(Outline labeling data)

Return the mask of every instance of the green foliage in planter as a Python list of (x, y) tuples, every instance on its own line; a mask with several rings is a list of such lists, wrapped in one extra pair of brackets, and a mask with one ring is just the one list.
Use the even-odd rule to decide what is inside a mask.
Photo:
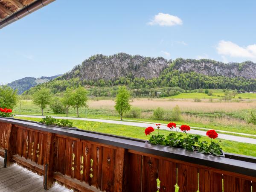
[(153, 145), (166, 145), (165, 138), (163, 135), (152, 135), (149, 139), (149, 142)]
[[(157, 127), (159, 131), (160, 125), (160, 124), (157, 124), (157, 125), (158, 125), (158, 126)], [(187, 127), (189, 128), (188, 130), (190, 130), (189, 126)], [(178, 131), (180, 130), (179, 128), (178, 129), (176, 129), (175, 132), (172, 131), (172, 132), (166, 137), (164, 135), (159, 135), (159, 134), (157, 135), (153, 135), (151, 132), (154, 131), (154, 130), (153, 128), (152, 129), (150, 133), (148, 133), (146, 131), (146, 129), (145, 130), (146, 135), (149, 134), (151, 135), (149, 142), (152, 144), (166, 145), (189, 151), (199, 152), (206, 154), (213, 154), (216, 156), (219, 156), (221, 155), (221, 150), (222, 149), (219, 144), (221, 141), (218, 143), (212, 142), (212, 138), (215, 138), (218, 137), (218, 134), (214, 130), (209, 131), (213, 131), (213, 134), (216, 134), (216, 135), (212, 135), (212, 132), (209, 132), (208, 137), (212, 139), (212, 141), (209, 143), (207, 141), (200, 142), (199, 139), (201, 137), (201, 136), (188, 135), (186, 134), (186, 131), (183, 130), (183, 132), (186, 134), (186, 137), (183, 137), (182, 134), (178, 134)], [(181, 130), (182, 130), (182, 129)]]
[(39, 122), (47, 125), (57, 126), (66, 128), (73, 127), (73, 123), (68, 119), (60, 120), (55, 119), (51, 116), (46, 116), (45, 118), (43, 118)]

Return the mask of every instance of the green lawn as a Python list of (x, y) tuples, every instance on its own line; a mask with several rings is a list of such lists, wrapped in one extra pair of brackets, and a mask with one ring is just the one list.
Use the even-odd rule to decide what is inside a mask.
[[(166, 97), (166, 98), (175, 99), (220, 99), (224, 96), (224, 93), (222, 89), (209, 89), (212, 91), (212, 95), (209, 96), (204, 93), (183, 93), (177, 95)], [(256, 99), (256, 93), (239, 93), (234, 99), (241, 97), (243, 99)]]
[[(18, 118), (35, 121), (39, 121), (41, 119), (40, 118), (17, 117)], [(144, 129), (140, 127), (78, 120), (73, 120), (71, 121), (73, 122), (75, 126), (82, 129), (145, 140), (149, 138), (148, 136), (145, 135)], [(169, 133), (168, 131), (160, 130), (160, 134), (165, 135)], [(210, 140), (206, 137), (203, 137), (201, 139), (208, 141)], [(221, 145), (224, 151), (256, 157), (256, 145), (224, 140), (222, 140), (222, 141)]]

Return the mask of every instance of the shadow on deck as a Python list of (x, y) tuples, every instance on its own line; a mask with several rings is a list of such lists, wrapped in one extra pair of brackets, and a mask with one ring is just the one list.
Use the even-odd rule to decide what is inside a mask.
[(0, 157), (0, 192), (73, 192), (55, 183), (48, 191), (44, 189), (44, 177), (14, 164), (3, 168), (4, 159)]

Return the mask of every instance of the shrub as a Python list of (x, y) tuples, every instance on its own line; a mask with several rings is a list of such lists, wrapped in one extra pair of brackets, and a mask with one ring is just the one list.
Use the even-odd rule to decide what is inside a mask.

--

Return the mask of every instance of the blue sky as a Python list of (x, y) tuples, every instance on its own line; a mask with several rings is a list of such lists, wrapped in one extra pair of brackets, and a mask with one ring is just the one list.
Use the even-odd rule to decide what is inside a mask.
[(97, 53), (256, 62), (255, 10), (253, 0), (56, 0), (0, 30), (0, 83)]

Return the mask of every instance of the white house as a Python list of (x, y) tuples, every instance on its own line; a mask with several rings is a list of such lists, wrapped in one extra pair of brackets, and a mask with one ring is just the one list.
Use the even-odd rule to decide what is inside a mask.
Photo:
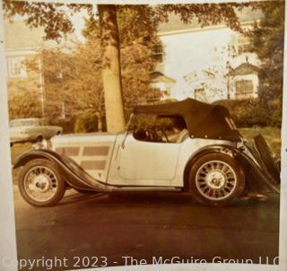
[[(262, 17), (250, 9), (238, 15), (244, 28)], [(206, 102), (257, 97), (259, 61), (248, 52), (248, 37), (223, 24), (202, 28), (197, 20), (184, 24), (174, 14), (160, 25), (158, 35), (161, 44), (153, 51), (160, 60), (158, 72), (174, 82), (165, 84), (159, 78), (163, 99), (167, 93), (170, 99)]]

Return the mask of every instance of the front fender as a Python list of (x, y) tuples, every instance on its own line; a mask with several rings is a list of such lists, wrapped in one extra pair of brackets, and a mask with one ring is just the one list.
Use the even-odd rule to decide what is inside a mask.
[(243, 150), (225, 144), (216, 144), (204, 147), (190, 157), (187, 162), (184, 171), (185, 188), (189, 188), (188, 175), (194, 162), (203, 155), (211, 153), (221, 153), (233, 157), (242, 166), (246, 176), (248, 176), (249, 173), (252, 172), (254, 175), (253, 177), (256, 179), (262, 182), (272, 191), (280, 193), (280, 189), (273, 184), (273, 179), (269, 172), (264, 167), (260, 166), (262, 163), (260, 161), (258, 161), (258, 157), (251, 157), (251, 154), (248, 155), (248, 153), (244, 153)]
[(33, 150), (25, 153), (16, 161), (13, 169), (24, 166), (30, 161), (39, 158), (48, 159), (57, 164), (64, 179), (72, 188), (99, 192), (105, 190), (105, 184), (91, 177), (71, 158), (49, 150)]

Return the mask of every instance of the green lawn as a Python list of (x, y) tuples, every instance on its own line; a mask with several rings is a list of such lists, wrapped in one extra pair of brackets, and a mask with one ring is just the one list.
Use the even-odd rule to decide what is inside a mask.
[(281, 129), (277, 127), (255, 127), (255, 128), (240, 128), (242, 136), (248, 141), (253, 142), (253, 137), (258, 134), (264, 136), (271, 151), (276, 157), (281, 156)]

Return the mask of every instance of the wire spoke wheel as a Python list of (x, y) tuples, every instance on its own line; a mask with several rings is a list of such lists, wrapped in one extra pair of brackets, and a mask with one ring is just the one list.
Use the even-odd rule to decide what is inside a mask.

◆ EXERCISE GOAL ◆
Lay out the data from the line containing "Return the mask of every instance of the green foliage" through the line containing "139), (149, 142)]" as a Markdown table with the columns Row and Data line, skipping blank lines. Leave the pictures out of the table.

◆ THE RESPONSE ◆
| Row | Data line |
|---|---|
| 1 | Return the mask of every instance of the green foliage in planter as a Python list of (x, y) tuples, every instance on its own line; a mask with several rings is a list of such lists, wrapped in one extra pair of brackets, and a mask with one ring is just the one list. |
| 2 | Use the even-odd rule to decide what is inside a mask. |
| 3 | Photo: |
| 4 | [(153, 145), (166, 145), (165, 138), (163, 135), (152, 135), (149, 139), (149, 142)] |